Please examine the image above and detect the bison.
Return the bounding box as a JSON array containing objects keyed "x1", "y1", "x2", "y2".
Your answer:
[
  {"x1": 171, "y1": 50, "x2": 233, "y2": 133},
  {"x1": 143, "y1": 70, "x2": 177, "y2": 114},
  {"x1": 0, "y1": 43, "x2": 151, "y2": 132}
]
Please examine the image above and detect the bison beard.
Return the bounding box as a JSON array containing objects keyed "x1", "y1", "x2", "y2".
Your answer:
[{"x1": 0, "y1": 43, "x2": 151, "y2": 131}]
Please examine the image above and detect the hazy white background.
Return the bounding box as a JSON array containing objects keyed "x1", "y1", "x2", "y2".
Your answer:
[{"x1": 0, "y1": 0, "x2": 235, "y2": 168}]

------

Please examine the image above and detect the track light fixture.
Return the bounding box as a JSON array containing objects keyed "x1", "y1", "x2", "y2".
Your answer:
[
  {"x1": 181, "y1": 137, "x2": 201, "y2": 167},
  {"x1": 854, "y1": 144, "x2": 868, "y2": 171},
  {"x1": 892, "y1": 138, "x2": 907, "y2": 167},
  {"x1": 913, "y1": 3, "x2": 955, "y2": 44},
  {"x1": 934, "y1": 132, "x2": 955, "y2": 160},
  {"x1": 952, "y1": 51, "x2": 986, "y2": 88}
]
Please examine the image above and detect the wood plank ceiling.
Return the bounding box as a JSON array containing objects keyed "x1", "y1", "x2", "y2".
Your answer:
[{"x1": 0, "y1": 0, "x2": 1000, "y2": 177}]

------

### DIRECTION
Report each line above that contains the string "bison", copying each one in full. Case counts.

### REPLY
Please examine the image above and detect the bison.
Please examine the image above and detect the bison beard.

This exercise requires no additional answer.